▶ ACTIVITY
Please give again, exactly and only, the stretch of lines from the one containing "point(1063, 374)" to the end of the entries below.

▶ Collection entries
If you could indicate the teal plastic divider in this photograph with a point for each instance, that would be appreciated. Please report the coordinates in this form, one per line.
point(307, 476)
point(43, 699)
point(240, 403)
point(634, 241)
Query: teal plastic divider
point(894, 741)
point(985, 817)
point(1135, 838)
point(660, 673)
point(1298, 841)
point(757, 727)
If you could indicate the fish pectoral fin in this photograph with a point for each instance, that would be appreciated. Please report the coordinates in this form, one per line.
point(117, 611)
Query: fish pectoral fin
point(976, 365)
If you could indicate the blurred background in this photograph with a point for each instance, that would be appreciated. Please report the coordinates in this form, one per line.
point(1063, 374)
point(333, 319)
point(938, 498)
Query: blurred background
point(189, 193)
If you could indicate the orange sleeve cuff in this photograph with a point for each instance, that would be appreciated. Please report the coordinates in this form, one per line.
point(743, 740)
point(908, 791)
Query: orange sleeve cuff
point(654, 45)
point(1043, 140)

▶ WRITTEN SOLUTION
point(1063, 374)
point(333, 319)
point(938, 498)
Query: blurred background
point(189, 193)
If you could indicate the orange sleeve cuff in this photograph with a point for each instance, that would be appreciated. Please report the coordinates in this form, one per line.
point(743, 740)
point(908, 791)
Query: orange sleeve cuff
point(654, 45)
point(1043, 140)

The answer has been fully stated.